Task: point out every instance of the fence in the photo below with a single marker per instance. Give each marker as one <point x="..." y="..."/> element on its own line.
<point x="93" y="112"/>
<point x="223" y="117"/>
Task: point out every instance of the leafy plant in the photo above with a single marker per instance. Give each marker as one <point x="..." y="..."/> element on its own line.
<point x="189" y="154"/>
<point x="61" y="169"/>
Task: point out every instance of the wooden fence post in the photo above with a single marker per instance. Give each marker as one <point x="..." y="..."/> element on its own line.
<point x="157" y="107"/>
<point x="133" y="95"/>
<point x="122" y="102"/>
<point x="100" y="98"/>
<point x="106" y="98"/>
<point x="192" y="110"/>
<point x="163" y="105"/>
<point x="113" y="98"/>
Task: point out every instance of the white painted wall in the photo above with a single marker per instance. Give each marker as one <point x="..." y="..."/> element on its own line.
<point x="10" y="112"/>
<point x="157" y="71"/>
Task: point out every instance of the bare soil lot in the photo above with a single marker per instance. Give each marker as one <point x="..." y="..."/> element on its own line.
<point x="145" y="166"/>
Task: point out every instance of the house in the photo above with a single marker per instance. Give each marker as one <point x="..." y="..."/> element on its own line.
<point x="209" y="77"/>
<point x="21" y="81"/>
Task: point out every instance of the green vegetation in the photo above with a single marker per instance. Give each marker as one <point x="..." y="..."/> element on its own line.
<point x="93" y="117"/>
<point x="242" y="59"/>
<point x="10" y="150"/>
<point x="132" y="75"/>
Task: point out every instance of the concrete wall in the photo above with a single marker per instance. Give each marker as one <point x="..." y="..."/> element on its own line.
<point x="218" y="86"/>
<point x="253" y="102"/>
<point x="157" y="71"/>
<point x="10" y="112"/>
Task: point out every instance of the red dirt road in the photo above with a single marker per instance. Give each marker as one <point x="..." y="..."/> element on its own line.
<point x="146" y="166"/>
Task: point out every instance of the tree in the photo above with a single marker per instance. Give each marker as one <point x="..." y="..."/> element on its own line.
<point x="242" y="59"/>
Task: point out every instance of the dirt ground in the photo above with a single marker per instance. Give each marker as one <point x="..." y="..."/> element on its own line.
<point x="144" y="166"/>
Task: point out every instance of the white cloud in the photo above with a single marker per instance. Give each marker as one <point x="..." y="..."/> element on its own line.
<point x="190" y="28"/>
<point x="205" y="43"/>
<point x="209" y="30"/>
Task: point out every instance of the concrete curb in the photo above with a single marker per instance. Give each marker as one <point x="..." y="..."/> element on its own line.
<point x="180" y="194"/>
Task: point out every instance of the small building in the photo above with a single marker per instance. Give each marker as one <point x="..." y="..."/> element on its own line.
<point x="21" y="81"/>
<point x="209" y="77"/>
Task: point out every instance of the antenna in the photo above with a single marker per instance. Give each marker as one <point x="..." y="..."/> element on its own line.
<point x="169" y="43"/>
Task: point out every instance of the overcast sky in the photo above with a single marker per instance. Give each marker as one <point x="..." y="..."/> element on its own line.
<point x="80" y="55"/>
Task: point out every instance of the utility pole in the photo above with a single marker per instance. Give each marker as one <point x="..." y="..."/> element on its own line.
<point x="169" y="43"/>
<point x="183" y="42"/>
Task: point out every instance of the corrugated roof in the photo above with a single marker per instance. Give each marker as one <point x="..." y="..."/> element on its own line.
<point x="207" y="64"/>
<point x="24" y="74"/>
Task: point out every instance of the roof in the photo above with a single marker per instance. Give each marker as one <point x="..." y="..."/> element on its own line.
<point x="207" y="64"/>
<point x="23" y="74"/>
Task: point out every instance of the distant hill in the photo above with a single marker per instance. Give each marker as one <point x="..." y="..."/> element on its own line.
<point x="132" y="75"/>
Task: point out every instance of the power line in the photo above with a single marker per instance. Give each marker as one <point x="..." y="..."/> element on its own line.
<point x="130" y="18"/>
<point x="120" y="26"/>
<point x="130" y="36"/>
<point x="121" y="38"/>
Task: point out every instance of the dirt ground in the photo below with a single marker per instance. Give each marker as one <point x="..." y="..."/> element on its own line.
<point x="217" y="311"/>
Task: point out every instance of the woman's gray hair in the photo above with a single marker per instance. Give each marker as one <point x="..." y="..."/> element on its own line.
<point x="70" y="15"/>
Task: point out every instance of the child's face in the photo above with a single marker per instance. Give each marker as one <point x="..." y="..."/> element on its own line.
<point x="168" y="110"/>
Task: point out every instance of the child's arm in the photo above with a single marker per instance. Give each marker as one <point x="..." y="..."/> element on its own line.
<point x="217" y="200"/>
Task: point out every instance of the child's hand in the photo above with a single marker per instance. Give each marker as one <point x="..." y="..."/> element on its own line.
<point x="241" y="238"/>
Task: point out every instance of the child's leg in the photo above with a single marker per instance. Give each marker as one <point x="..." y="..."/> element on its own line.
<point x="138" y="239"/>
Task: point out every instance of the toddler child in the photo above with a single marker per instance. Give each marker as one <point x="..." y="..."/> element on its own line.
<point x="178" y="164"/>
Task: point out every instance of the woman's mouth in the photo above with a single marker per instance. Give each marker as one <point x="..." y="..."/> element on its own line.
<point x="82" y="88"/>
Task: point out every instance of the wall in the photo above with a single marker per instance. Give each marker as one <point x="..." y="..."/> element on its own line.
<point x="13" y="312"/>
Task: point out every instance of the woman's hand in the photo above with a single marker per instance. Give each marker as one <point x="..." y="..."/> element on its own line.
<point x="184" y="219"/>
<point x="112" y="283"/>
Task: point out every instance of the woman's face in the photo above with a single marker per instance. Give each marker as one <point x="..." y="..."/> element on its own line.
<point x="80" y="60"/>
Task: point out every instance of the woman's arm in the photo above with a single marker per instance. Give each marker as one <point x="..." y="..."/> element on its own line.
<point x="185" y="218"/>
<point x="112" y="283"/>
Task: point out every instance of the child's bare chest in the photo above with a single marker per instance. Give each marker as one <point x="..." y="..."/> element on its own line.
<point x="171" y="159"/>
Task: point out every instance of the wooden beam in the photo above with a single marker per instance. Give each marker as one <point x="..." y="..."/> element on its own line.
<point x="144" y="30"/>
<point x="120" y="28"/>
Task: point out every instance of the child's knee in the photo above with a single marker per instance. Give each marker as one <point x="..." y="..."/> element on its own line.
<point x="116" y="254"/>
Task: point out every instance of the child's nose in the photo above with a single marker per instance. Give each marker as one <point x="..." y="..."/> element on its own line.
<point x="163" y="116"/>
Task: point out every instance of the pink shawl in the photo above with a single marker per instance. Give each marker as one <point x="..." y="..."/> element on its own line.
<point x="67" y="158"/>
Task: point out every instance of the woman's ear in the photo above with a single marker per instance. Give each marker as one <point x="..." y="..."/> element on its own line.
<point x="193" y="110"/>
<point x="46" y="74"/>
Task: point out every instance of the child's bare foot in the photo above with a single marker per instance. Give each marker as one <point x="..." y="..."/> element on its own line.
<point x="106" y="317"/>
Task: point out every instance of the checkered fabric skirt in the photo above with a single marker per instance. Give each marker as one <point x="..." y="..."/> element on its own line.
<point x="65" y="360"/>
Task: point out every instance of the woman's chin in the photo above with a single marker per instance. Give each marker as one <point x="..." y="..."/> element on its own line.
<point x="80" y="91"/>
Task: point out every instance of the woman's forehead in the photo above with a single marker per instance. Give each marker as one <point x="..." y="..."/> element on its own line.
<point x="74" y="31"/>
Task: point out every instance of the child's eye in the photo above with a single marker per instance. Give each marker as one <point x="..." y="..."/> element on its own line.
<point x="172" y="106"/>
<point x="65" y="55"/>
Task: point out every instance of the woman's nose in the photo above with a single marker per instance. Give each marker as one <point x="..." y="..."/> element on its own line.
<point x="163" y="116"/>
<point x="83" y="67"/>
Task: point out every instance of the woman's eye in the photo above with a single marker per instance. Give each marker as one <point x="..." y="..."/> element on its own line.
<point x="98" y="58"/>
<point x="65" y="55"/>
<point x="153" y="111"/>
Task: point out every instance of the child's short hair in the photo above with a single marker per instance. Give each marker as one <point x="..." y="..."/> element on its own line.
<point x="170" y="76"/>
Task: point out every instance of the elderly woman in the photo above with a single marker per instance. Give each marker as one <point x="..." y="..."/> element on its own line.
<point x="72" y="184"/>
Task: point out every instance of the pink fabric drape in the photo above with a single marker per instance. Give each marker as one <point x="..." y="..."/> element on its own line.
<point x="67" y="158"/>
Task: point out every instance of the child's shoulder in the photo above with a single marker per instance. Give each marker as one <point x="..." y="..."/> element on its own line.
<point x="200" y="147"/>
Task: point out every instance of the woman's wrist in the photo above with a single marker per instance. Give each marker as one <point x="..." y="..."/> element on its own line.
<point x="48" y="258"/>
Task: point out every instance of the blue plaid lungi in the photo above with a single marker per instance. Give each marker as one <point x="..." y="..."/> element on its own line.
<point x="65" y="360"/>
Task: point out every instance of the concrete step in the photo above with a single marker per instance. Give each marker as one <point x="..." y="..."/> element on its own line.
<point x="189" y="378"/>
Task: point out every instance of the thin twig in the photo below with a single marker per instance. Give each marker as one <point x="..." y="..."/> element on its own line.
────
Repeat exactly the lines above, starting with the line that contains "Task: point out every instance of the elderly" and ending with the last line, both included, and nothing else.

**Response below**
Task: point out every instance of the elderly woman in the photo above with a single marker per instance. Give each marker as one <point x="..." y="..."/> element on its own line.
<point x="72" y="184"/>
Task: point out every instance of the pink fabric drape in the photo above with a single marker per instance. Give each marker as one <point x="..." y="..."/> element on its own line.
<point x="67" y="158"/>
Task: point out every instance of the child's shoulder in the photo above with a single marker per instance. Give each marker as one <point x="..." y="..."/> element on its own line.
<point x="200" y="147"/>
Task: point out every instance of the woman's wrist in the photo above with a single marker per instance. Give each marker as one <point x="..." y="..."/> element on its own line.
<point x="48" y="258"/>
Task: point out every instance of the blue plaid lungi in the photo above with a single marker per instance. Give each marker as one <point x="..." y="..."/> element on its own line.
<point x="65" y="360"/>
Task: point out every instance of the concrete step in the photo above with a single marker per instance. Give each marker as one <point x="..." y="..."/> element on its own line.
<point x="189" y="378"/>
Task: point out every instance of the thin twig in the photo below with a single marker per instance. Give each marker as one <point x="..." y="..."/> element on its own line.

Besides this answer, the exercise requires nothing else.